Problem details
Quote the material below word for word, everything from the line containing "on the storefront" down to the line containing "Query: denim jeans", with both of those lines included.

(Coordinate annotation records)
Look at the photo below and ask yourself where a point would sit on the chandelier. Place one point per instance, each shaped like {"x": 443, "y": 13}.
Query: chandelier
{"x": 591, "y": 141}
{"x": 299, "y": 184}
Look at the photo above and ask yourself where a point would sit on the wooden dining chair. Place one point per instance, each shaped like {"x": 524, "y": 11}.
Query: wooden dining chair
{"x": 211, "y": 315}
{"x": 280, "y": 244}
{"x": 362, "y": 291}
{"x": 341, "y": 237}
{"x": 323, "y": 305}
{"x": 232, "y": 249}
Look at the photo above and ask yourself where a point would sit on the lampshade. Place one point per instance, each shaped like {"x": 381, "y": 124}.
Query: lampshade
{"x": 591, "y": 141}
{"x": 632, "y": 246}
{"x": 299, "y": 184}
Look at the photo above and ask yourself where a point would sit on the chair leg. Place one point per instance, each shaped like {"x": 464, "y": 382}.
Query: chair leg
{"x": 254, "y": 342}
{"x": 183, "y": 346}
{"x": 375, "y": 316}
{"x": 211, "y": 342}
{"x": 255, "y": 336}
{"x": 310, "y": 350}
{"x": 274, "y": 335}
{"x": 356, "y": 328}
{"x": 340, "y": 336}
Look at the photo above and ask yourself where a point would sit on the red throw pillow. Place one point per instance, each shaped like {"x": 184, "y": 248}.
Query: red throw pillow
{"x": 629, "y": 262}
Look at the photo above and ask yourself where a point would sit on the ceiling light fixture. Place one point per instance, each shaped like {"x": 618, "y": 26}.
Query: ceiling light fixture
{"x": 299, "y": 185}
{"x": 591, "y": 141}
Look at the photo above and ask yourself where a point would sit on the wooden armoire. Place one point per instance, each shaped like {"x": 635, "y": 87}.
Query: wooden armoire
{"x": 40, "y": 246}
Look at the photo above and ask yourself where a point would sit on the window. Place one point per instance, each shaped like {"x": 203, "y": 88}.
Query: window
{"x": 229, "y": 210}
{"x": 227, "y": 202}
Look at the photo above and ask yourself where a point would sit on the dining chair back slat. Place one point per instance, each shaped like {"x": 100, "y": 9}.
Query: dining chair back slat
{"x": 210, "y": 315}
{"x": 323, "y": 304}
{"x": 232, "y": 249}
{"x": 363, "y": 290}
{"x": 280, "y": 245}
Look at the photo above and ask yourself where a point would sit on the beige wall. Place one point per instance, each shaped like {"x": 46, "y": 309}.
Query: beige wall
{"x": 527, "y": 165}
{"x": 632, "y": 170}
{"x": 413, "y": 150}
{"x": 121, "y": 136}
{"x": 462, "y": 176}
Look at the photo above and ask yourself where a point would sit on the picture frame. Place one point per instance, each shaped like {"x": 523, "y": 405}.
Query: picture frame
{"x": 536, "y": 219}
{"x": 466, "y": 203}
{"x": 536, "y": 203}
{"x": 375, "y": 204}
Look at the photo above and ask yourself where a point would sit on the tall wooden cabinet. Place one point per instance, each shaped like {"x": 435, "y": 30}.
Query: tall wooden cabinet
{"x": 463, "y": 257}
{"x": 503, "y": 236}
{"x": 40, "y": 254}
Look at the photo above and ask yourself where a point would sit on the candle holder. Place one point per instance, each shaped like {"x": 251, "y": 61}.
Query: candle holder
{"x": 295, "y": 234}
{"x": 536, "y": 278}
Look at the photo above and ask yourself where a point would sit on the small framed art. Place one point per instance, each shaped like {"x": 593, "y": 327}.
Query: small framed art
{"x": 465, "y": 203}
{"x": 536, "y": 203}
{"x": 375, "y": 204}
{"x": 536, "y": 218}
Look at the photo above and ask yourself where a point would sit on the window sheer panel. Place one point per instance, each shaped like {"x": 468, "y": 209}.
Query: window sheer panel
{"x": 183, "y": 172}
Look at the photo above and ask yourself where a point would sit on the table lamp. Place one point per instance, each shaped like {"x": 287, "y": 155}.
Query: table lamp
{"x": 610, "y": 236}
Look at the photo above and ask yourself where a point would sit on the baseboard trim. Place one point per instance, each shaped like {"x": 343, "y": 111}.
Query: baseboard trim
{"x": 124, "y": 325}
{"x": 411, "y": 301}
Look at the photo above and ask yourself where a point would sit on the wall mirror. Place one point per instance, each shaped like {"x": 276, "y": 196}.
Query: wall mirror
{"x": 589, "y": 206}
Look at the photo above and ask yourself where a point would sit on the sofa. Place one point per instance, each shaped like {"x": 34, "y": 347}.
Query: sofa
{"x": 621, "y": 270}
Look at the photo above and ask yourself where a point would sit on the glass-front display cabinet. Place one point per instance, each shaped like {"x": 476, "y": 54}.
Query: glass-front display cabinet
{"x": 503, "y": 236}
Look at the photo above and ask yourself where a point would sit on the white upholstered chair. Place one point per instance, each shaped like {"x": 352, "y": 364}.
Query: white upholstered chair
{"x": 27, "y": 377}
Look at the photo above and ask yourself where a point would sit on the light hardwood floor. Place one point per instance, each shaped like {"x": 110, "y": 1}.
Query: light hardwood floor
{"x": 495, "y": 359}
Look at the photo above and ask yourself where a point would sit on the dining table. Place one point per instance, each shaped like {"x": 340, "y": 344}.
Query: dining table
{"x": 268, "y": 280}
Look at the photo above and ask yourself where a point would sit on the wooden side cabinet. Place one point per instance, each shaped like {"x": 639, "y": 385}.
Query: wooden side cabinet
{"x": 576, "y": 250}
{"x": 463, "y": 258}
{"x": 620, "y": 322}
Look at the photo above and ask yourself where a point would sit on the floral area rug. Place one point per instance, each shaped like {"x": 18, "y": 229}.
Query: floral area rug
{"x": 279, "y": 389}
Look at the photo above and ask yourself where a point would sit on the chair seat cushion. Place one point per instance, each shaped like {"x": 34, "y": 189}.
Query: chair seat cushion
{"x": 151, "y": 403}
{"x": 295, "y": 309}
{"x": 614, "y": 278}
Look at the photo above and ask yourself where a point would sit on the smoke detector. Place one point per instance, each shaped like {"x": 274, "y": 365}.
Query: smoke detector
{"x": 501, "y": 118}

...

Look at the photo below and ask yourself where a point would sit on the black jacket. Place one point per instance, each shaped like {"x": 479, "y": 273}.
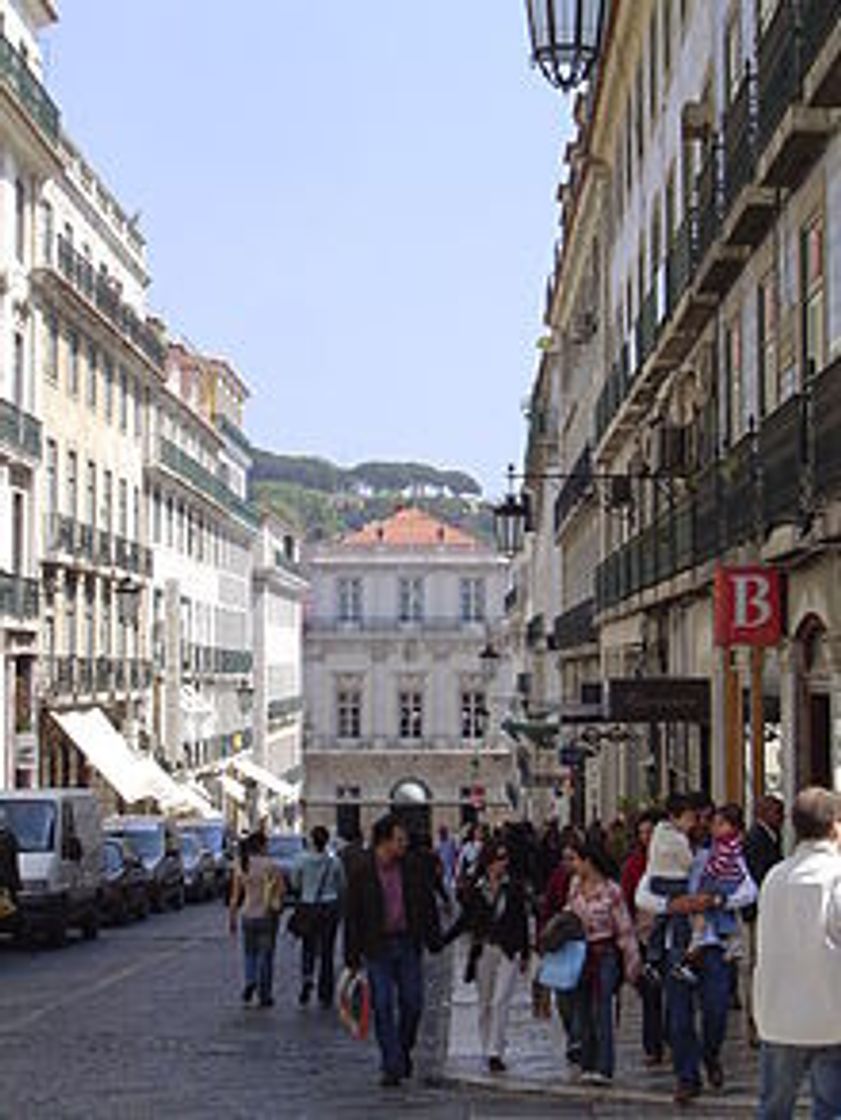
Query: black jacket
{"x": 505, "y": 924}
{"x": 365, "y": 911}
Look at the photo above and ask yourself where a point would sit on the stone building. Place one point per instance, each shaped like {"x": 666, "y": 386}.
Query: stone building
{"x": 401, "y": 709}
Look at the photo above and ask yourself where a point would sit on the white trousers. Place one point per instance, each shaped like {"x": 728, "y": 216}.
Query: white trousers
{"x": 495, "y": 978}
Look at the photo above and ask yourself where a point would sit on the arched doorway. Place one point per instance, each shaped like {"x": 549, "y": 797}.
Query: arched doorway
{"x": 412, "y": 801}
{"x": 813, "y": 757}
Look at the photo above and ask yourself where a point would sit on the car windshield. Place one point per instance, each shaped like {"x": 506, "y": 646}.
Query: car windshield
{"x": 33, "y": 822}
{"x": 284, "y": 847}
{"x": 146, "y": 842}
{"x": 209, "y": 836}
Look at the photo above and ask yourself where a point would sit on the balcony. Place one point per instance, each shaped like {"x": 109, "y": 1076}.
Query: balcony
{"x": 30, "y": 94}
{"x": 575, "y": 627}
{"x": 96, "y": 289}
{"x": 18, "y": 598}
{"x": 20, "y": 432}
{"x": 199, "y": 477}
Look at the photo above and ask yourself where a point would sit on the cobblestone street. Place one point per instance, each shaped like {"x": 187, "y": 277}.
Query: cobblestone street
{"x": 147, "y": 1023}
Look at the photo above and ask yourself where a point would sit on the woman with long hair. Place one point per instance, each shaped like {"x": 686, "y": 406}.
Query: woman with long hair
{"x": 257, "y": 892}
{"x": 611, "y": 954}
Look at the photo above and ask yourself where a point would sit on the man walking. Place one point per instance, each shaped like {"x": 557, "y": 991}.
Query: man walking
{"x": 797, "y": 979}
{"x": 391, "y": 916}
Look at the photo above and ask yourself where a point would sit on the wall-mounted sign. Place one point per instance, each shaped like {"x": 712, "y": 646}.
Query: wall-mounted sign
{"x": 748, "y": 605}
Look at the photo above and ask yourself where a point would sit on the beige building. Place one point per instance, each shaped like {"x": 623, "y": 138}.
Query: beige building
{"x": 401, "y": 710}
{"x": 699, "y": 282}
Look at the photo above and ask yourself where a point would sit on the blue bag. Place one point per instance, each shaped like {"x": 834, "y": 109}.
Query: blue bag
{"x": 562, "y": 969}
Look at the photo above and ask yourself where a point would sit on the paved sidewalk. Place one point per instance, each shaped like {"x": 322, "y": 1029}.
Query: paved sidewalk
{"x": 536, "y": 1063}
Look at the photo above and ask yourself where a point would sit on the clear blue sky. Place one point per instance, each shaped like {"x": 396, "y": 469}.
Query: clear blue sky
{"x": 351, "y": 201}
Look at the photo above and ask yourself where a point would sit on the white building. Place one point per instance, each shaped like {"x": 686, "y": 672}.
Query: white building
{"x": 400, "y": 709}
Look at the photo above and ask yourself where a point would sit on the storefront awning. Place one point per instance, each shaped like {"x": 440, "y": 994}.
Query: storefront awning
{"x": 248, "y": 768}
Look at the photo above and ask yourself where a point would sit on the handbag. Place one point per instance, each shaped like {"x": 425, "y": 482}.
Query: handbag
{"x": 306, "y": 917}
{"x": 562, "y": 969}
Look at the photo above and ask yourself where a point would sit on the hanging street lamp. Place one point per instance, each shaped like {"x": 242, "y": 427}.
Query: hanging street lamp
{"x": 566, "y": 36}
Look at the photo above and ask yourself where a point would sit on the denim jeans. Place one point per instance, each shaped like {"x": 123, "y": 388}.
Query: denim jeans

...

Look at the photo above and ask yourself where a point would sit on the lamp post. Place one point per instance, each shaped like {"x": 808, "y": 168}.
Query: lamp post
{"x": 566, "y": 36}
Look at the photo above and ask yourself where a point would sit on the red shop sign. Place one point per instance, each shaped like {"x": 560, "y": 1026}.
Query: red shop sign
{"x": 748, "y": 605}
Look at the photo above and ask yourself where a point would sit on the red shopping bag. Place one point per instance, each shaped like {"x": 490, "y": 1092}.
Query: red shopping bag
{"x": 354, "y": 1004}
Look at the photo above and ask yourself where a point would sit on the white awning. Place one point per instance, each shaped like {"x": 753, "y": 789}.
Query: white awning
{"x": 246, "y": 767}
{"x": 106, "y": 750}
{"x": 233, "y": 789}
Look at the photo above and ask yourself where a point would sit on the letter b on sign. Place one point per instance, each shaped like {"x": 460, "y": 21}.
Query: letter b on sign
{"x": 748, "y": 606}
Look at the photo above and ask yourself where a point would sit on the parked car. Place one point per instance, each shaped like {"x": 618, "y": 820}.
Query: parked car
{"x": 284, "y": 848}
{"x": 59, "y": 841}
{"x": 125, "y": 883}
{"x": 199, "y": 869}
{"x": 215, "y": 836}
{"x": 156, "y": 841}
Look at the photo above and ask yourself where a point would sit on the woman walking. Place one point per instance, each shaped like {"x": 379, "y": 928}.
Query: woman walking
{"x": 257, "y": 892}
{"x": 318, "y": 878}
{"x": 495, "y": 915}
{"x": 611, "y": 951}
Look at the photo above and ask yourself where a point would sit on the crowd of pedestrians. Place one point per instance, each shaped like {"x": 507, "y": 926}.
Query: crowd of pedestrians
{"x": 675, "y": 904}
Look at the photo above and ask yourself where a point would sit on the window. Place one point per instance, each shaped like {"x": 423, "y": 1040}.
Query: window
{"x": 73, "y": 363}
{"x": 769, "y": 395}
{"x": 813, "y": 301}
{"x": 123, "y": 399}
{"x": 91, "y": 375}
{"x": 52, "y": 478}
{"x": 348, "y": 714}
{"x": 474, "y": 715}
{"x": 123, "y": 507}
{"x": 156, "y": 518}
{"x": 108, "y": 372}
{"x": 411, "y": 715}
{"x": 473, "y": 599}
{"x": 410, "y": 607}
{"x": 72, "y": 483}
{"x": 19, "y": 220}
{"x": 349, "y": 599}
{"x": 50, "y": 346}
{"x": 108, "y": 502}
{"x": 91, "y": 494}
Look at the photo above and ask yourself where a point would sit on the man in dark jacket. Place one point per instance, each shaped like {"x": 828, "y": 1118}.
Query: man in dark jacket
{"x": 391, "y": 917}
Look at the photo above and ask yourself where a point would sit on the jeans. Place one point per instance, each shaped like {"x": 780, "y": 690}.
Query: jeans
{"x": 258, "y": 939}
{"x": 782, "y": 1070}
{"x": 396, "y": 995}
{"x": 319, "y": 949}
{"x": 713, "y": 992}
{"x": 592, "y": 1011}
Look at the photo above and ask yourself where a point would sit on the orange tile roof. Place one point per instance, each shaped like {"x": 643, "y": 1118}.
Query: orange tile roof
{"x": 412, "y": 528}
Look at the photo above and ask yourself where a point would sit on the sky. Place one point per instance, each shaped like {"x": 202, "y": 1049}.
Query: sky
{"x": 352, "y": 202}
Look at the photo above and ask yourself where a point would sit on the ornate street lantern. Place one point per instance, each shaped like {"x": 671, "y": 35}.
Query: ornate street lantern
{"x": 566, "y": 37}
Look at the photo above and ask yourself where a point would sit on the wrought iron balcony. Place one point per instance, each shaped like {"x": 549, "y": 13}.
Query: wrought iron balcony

Right answer
Look at the photo above and ask yourself where a point would sit on the storefront awning. Place one point per instance, each shaped like {"x": 440, "y": 994}.
Query: storefront awning
{"x": 248, "y": 768}
Look at the photo above and ask yourself where a point would sit on the handbag. Place one point per instance, each shaped like {"x": 425, "y": 482}.
Query: handbag
{"x": 306, "y": 917}
{"x": 562, "y": 969}
Look at the photo above and ask yourself where a point would sit on the hanging street lamp. Place one point per instance, each shaped like {"x": 242, "y": 427}.
Query: hanging street lamp
{"x": 566, "y": 36}
Look at the photo above and ask yourself where a point would sit on the denim jeans. Place one point per instance, each shaped like {"x": 123, "y": 388}.
Query: denim jeans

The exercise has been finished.